* _What needs to be done_: In the data below, locate each line with the word "white" and list it.

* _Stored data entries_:
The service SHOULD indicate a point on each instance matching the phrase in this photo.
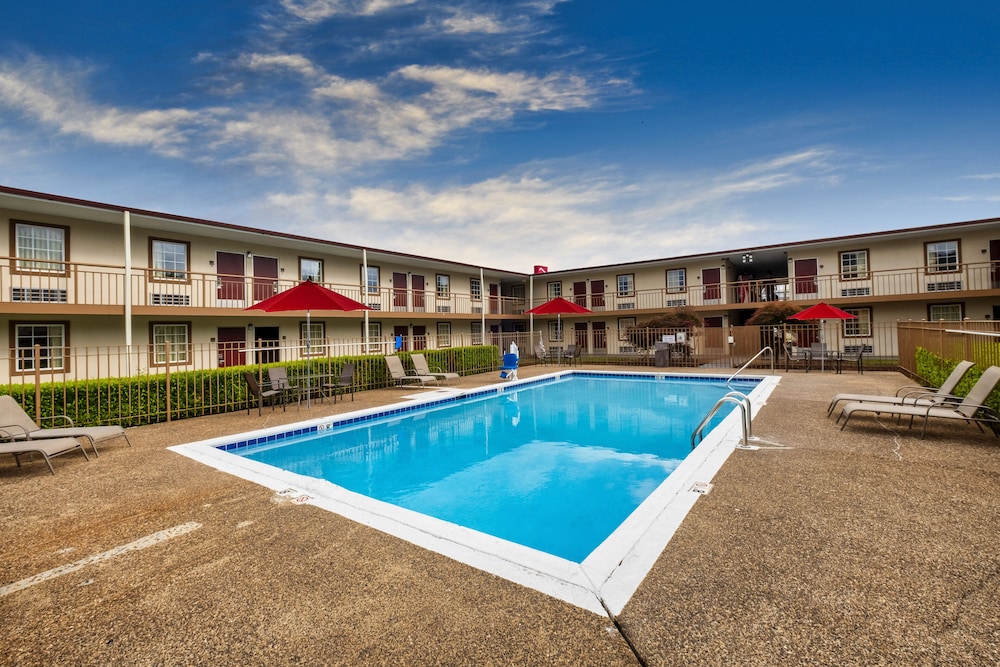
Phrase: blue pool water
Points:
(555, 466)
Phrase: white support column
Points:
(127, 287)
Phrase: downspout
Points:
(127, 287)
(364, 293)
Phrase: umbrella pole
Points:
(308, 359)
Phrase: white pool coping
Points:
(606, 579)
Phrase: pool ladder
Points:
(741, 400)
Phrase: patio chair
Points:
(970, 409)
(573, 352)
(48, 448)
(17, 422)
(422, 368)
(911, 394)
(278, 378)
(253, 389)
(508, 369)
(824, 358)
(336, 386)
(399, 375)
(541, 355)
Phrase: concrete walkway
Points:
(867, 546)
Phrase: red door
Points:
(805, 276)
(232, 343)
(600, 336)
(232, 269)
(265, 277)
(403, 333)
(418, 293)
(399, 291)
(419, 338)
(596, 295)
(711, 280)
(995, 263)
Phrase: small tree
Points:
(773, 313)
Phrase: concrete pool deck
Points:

* _Exercise response_:
Phrase: white support column
Phrase: white pool coping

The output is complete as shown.